> The request:
Reproduce word for word the lines that begin with the one containing "trunk in the photo above." and run through the last line. Omit the pictures from your answer.

[Recorded data]
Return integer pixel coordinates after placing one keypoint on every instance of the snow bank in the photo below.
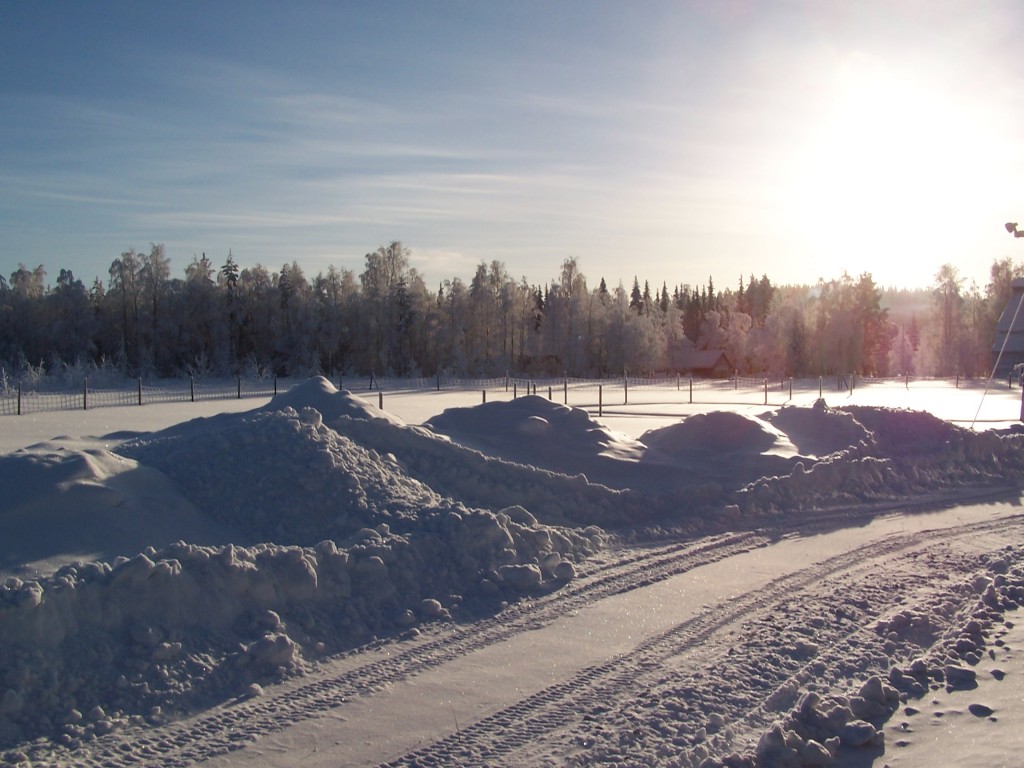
(372, 525)
(818, 430)
(720, 432)
(536, 431)
(285, 476)
(182, 627)
(820, 727)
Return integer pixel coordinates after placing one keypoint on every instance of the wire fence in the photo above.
(15, 401)
(600, 391)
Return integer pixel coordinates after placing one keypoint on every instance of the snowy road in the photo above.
(676, 651)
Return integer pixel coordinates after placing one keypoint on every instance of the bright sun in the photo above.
(891, 162)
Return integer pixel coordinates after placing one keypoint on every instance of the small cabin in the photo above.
(710, 364)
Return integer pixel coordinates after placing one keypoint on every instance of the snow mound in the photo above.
(171, 630)
(535, 430)
(87, 505)
(332, 402)
(818, 430)
(901, 432)
(284, 476)
(720, 432)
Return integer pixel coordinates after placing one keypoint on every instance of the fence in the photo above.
(601, 391)
(17, 402)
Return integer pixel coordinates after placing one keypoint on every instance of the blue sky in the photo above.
(669, 140)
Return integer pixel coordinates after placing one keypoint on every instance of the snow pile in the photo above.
(819, 726)
(536, 431)
(720, 432)
(167, 631)
(61, 505)
(818, 430)
(285, 476)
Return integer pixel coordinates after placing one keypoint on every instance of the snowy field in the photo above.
(310, 581)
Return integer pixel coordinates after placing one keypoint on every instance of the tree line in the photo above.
(385, 320)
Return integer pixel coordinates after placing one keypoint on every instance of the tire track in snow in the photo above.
(503, 737)
(228, 729)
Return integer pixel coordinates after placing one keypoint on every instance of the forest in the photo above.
(229, 320)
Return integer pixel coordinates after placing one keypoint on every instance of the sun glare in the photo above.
(891, 163)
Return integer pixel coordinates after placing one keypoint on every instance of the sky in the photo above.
(672, 141)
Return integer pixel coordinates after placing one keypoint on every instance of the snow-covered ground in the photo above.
(312, 581)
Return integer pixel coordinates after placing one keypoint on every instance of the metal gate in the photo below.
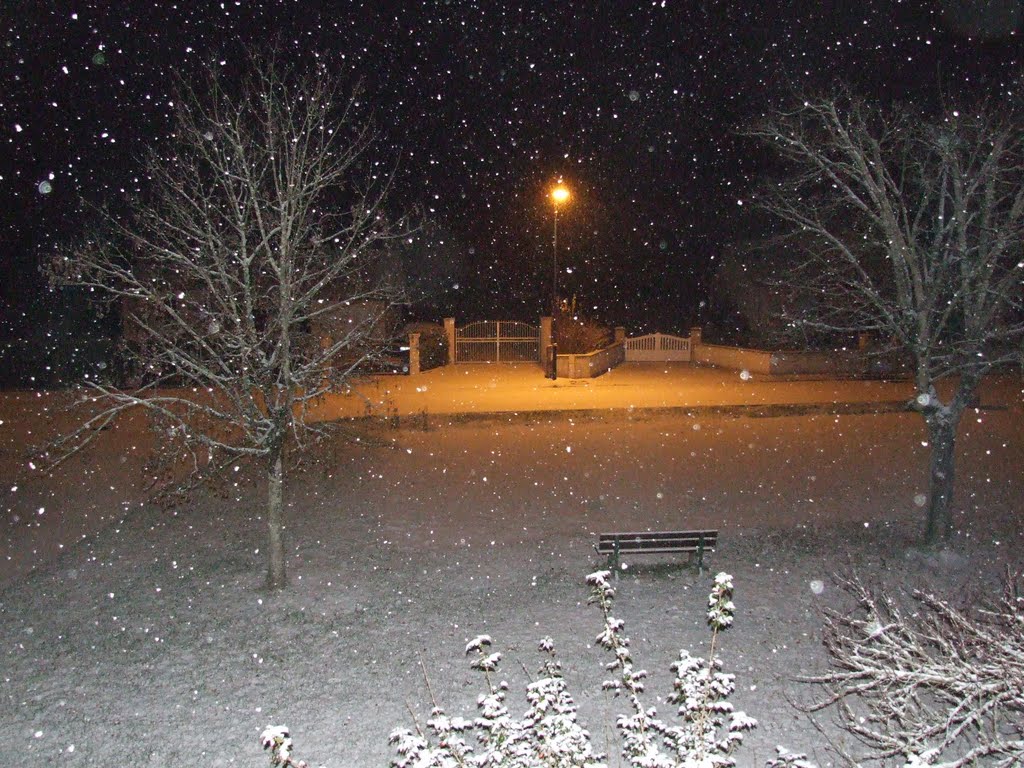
(498, 341)
(658, 347)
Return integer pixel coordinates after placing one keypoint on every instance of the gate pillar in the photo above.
(545, 340)
(450, 333)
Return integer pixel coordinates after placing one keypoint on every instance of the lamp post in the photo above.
(559, 196)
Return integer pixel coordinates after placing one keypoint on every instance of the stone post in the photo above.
(450, 333)
(414, 354)
(545, 339)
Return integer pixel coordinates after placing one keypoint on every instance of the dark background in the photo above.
(483, 103)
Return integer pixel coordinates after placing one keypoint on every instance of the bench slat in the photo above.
(656, 534)
(653, 542)
(653, 550)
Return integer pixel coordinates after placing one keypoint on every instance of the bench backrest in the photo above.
(658, 541)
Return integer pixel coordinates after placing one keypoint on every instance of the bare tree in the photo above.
(916, 228)
(930, 685)
(249, 274)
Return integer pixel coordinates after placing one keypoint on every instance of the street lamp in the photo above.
(559, 196)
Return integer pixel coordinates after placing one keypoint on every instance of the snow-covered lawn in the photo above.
(150, 643)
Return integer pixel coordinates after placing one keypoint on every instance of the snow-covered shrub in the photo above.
(549, 734)
(706, 733)
(709, 729)
(279, 741)
(935, 685)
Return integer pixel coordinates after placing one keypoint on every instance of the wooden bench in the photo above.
(651, 542)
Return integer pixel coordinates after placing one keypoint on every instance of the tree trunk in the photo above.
(276, 577)
(942, 436)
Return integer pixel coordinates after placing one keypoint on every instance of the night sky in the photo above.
(636, 104)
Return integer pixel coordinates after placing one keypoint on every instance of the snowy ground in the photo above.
(151, 643)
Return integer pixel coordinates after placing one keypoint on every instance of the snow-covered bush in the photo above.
(934, 685)
(705, 733)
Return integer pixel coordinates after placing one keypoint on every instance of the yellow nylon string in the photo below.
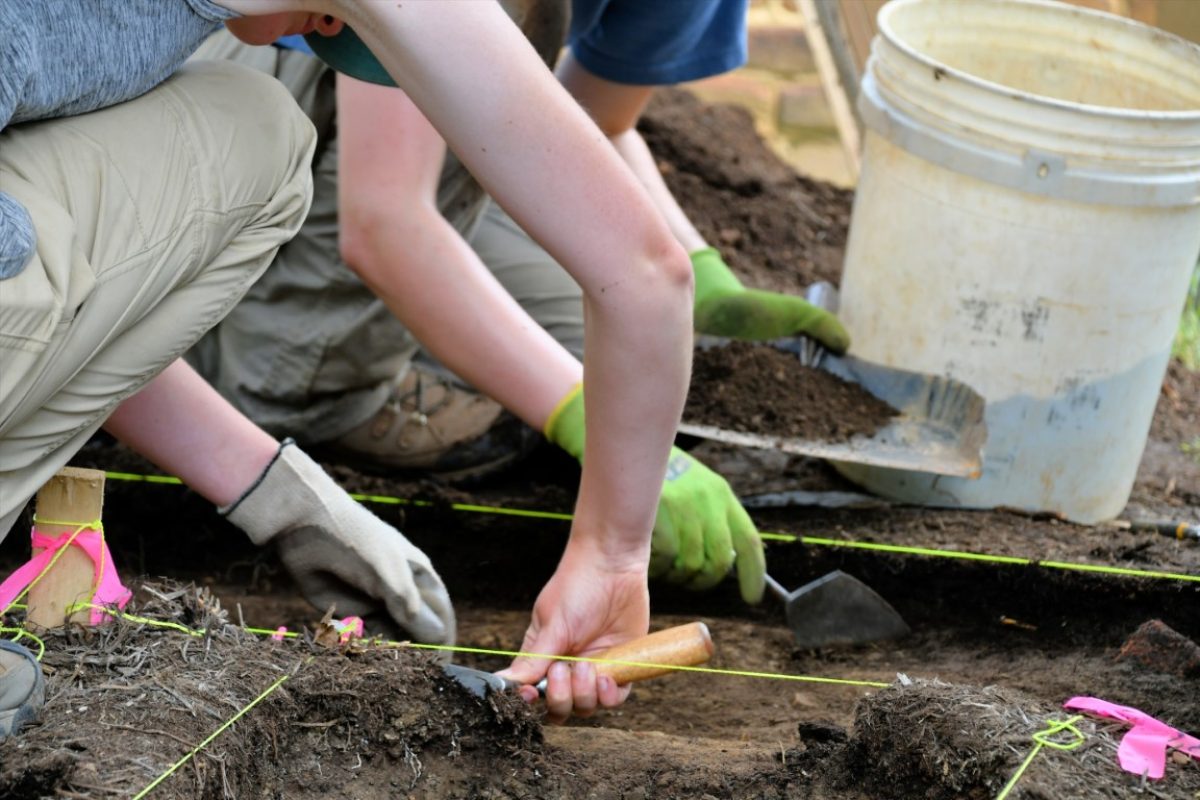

> Reply:
Return integer pixel coordinates after placing one keypoint on every instance of the tree trunk in the photo above.
(276, 577)
(942, 436)
Return integer pixel coordinates after placing one keypoint on every instance of the night sky in the photo above.
(636, 104)
Return integer pixel coordinates after placing one keypoint on every instance of the snowy ground in the photo above.
(151, 643)
Return integer pixel coordinates after placing one keypoint on every instance of the snow-covered bush in the photo above.
(934, 685)
(705, 733)
Return integer pixel coordinates after placing one keypoint on every instance of the yellow nylon string in the photo below.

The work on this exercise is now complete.